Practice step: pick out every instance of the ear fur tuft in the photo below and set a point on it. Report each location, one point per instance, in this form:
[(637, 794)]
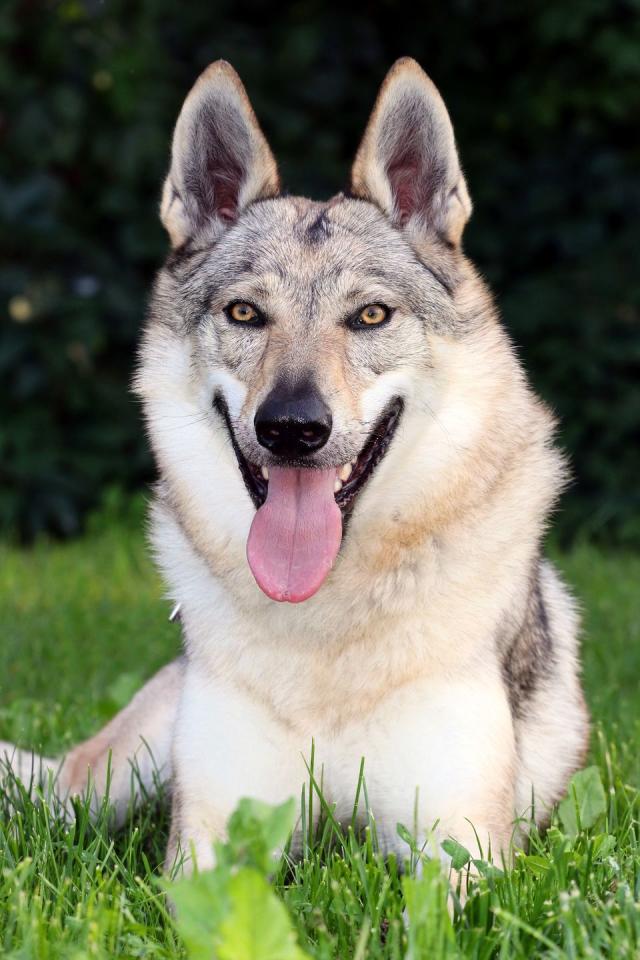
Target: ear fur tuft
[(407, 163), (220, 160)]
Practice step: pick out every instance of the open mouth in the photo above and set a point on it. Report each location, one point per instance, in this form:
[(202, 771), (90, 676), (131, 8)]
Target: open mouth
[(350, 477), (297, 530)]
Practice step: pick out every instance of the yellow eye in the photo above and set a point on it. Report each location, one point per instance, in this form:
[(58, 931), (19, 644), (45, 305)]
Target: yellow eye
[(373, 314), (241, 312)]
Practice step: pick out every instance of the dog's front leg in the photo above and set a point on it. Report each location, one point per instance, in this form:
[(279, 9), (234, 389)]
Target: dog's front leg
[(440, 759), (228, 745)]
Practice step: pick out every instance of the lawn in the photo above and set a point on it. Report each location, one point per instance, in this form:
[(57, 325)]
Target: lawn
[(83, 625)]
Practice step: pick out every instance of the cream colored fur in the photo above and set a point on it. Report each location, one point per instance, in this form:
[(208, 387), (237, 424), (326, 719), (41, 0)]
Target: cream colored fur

Détails de l'exercice:
Recopiez les lignes à partir de celle qui contient « Practice step: pick out every instance of the dog's » jusqu'à la dernière ligne incluse, en substituant « grass » à « lawn » sans rien modifier d'autre.

Réponse complète:
Practice step: pick out every instance of the dog's front leg in the photo above and set a point on it. Report each location, one point per instance, in this form:
[(279, 9), (234, 389)]
Target: dog's front leg
[(440, 759), (228, 745)]
Practice step: pick out every instance of the grass in the photo above and set a point on it. Report each location, one point per instance, in this form:
[(57, 325)]
Target: grass
[(83, 625)]
Practice step: pick out every instance of the cream colored fur in the photo above and set a point on it. Report each location, one point per instance, in this form:
[(208, 387), (237, 424), (326, 719), (41, 0)]
Target: cream colored fur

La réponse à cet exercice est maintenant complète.